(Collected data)
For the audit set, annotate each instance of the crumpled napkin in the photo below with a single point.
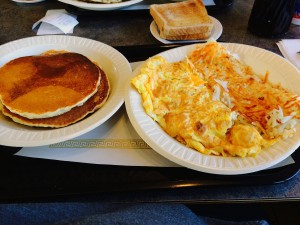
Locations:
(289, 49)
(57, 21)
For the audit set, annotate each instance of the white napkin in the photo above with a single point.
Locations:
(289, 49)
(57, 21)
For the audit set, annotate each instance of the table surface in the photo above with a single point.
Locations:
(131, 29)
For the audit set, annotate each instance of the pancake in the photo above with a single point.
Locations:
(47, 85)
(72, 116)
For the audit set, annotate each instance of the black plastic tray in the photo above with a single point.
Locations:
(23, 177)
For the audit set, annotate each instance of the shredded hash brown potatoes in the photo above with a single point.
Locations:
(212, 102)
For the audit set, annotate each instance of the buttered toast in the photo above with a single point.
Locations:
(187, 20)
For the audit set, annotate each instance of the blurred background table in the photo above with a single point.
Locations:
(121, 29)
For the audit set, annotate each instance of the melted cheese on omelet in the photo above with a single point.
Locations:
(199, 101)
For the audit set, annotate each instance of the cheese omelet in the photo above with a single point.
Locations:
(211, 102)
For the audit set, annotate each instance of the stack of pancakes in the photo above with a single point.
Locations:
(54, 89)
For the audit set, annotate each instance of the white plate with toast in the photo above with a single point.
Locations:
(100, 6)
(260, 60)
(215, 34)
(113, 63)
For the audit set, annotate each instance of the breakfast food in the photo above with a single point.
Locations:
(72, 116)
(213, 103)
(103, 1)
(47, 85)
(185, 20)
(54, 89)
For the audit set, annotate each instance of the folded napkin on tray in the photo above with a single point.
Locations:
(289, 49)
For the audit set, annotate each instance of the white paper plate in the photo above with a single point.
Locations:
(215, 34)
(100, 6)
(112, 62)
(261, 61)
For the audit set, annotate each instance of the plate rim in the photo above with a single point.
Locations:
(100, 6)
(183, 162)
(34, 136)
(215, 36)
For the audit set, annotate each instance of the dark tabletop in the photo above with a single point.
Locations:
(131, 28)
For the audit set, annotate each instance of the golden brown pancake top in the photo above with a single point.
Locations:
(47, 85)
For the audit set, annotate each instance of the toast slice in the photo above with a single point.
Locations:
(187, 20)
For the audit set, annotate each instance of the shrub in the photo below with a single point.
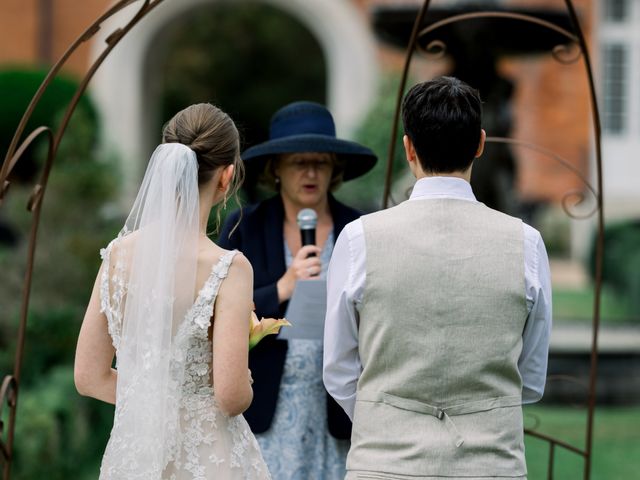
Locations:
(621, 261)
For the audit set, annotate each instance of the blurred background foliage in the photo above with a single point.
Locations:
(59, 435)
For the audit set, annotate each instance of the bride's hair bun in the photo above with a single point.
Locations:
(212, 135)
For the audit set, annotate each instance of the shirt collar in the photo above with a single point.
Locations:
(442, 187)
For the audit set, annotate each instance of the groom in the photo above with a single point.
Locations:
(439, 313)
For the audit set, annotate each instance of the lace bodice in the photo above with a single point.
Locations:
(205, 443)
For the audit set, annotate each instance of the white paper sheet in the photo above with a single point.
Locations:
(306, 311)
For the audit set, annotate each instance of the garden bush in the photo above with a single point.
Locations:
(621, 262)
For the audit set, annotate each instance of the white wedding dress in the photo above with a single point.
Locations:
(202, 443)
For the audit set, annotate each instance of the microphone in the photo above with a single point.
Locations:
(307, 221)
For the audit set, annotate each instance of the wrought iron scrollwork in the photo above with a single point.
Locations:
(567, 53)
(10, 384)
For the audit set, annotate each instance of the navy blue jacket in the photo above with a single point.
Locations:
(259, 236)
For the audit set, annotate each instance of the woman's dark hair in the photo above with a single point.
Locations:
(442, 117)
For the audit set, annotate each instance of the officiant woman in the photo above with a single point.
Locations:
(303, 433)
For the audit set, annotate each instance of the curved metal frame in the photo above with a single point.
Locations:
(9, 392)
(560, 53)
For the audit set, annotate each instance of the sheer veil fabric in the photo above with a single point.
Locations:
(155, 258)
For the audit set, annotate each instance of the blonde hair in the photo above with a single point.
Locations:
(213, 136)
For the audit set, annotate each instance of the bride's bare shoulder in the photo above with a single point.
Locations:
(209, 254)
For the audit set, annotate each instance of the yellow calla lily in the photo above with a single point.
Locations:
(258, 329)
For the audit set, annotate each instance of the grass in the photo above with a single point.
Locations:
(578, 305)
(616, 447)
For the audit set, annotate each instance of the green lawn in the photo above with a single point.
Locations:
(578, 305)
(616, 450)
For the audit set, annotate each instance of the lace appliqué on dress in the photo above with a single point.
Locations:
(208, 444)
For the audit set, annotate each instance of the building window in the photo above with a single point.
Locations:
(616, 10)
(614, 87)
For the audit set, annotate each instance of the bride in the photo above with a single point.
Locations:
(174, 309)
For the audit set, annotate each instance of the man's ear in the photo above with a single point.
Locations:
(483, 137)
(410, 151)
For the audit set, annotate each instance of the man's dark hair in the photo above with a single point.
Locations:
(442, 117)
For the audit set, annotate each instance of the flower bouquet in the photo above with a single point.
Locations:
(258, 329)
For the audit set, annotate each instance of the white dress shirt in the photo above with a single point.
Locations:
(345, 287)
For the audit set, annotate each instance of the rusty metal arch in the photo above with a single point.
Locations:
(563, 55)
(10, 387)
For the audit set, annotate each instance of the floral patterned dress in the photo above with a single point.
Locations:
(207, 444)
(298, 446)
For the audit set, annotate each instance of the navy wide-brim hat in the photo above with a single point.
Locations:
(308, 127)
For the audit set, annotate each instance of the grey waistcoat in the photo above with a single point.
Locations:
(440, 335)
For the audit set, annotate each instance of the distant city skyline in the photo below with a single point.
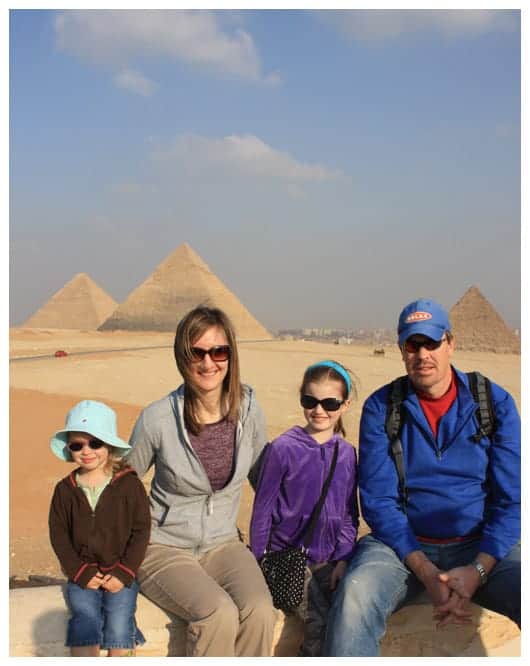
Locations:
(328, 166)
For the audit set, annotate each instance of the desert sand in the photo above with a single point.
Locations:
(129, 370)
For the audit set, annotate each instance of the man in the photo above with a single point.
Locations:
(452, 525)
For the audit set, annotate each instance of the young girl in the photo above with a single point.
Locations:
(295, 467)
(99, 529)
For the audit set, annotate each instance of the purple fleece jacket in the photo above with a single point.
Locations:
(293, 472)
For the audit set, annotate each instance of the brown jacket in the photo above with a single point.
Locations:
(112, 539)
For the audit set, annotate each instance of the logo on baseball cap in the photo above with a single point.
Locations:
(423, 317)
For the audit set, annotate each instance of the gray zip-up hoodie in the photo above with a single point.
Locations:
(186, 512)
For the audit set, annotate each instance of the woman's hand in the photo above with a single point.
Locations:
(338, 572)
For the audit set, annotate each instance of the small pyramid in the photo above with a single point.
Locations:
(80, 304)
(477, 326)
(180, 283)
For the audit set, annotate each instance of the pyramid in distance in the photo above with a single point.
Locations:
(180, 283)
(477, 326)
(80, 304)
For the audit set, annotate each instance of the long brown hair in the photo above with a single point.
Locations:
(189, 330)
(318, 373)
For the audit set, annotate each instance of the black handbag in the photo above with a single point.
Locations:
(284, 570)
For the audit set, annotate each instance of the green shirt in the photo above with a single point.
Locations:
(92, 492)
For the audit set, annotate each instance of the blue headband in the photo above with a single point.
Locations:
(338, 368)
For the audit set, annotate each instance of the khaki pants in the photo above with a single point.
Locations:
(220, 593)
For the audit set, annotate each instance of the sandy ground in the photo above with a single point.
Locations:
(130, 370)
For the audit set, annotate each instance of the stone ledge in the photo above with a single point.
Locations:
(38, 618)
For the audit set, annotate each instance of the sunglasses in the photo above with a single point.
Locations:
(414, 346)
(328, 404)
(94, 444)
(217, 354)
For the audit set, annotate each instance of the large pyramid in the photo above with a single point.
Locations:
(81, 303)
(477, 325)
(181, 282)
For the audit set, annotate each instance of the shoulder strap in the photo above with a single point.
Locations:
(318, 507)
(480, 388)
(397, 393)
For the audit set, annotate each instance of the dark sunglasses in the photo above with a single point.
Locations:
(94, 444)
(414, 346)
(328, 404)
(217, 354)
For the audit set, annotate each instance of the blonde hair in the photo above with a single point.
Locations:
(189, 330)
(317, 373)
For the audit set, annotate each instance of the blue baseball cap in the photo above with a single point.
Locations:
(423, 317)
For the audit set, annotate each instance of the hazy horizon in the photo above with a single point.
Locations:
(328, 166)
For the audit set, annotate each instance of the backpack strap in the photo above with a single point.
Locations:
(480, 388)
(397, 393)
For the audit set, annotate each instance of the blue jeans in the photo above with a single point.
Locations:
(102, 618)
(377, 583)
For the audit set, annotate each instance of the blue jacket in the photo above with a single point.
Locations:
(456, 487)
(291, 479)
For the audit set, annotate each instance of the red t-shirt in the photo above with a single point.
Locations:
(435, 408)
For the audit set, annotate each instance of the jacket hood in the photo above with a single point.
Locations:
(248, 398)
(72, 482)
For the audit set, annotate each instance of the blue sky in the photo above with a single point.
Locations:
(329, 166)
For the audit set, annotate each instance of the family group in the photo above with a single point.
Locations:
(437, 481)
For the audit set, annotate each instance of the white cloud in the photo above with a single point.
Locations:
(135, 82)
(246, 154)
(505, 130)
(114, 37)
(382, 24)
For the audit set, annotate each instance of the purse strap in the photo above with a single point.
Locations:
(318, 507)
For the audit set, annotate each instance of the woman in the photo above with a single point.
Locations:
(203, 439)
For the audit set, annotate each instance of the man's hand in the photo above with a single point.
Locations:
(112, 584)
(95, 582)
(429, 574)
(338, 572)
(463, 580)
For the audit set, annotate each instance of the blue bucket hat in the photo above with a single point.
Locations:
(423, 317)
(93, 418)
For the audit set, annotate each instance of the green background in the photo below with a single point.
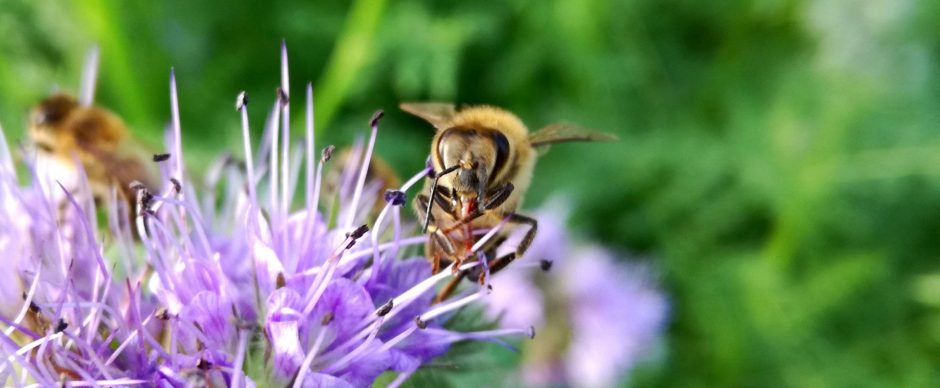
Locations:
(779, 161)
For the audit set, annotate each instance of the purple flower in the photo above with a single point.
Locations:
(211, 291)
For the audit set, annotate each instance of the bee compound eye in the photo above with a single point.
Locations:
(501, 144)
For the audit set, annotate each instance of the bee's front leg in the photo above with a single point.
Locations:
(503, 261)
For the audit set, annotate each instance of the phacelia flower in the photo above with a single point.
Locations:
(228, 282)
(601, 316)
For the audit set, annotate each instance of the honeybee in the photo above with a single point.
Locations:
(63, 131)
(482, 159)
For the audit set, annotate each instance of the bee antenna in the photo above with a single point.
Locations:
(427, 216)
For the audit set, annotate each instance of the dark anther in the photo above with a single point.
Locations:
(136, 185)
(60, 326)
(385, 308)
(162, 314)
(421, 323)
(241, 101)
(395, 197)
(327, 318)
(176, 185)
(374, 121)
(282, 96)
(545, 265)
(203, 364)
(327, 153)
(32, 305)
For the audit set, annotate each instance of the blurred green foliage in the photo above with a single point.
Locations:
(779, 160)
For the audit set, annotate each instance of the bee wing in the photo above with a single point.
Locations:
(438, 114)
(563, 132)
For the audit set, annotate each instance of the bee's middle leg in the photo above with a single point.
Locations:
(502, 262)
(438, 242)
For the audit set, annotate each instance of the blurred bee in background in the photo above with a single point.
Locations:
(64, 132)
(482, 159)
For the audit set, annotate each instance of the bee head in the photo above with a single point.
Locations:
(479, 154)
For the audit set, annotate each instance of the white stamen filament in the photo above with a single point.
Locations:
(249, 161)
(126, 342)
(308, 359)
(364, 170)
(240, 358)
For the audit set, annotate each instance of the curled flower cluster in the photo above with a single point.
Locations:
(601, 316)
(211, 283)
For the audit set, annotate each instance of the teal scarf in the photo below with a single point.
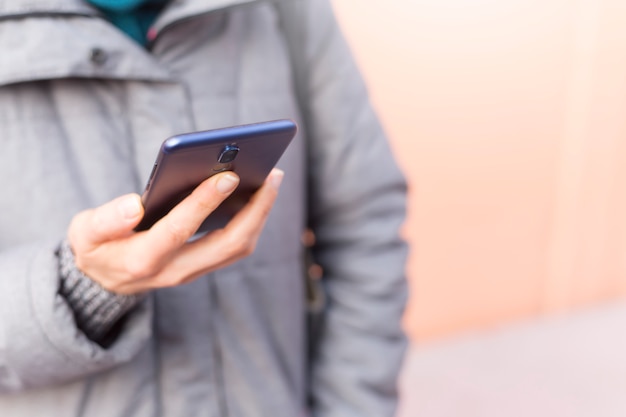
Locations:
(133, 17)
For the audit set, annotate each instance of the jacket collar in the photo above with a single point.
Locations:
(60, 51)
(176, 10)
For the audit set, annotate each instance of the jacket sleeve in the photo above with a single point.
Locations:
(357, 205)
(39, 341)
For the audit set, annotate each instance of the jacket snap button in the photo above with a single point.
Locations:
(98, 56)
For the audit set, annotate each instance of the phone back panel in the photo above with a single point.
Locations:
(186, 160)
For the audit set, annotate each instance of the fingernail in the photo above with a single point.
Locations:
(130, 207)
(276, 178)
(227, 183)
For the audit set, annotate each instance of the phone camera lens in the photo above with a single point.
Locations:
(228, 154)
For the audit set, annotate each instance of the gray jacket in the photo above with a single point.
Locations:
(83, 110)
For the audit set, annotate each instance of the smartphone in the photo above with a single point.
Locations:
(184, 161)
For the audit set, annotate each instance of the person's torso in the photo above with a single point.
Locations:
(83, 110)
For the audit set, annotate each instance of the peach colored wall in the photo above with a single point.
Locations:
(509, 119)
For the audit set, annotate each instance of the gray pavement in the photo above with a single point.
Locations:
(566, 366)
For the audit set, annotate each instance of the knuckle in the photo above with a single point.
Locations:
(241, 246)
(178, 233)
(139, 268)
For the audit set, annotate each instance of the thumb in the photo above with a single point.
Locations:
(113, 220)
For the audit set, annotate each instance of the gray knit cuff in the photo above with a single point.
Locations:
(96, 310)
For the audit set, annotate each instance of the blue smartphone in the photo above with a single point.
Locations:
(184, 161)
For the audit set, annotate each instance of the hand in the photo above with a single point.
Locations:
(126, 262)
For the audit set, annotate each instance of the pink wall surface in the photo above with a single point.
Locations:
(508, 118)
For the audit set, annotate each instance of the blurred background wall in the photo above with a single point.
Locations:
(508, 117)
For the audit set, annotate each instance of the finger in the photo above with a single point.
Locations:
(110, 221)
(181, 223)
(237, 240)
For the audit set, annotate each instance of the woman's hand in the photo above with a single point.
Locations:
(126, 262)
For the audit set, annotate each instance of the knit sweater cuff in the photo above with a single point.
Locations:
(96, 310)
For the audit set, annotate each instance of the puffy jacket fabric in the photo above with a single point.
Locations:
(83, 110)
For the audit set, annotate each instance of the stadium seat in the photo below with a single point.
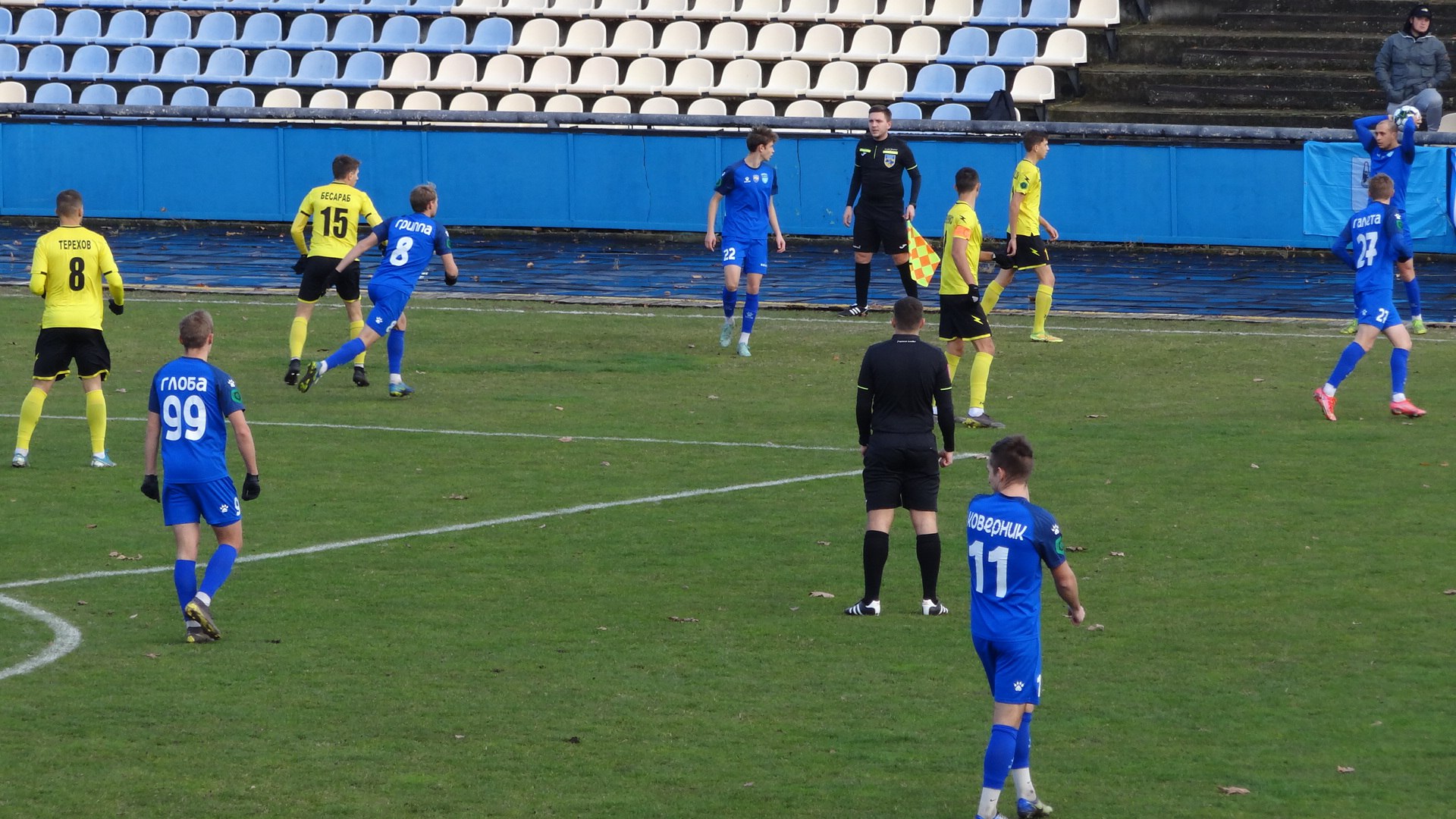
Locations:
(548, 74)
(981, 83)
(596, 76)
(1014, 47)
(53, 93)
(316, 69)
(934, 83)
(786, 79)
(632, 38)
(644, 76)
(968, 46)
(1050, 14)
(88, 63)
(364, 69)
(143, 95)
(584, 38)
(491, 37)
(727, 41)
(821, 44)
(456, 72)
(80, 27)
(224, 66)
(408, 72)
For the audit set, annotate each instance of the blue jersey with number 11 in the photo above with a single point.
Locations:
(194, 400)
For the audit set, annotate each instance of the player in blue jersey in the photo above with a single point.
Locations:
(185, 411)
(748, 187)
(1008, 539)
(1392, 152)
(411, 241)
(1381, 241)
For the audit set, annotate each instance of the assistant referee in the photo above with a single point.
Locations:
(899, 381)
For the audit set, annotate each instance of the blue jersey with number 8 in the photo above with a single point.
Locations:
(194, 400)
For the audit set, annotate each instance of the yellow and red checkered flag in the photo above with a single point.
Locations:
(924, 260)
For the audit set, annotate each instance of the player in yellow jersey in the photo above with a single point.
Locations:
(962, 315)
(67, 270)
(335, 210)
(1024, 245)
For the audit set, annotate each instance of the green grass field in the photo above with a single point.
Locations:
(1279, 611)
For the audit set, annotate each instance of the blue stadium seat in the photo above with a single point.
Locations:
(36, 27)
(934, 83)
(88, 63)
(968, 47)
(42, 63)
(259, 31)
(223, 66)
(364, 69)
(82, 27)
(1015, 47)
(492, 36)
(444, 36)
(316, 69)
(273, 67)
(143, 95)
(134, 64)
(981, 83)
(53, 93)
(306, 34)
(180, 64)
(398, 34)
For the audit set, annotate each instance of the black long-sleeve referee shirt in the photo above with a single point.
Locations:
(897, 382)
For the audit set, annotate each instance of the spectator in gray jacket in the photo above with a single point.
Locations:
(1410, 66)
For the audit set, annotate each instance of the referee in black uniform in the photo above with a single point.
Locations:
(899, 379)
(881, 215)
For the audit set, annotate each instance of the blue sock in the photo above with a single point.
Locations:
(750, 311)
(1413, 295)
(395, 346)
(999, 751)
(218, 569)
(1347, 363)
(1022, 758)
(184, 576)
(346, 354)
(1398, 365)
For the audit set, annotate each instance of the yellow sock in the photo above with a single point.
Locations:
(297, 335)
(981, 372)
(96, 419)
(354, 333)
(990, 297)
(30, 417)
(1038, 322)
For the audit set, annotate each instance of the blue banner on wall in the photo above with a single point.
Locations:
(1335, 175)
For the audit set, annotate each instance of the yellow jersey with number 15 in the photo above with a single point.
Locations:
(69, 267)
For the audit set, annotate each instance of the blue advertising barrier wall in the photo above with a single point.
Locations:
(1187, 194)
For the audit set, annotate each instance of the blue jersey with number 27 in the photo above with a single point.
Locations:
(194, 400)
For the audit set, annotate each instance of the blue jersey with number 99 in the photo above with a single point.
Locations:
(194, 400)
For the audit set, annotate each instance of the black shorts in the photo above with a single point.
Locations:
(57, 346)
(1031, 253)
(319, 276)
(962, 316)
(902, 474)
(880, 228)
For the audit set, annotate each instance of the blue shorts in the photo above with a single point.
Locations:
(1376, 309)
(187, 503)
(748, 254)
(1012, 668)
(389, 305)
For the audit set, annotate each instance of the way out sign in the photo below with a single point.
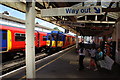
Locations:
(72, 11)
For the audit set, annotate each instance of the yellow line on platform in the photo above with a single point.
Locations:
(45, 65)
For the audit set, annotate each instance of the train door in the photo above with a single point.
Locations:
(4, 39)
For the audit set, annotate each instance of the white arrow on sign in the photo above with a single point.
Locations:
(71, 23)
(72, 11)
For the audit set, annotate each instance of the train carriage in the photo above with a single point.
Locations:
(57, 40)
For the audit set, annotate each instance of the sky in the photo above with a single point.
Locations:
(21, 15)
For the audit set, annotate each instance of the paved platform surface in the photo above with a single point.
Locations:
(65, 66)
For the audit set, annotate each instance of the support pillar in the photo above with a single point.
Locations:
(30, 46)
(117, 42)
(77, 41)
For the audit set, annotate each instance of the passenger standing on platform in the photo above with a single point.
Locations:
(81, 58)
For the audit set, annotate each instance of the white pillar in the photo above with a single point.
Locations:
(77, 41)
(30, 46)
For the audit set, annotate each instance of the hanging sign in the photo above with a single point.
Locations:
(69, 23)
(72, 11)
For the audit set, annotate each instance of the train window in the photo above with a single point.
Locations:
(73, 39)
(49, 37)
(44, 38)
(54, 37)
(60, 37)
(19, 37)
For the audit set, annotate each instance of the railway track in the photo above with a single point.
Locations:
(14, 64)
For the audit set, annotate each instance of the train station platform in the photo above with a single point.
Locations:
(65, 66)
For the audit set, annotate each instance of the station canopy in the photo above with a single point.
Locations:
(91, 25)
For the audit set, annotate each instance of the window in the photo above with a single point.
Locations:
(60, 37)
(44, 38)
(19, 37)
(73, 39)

(The task)
Only an exact copy of the lines from the top of the entries through the line with "For the audit set, annotate each instance of the white napkin", both included, should be given, with all pictures omitted.

(Answer below)
For the audit set, annotate each instance of the crumpled napkin in the photo below with a single point.
Locations:
(289, 49)
(57, 21)
For the audit set, annotate each instance of the white napkin in the photo above with a single point.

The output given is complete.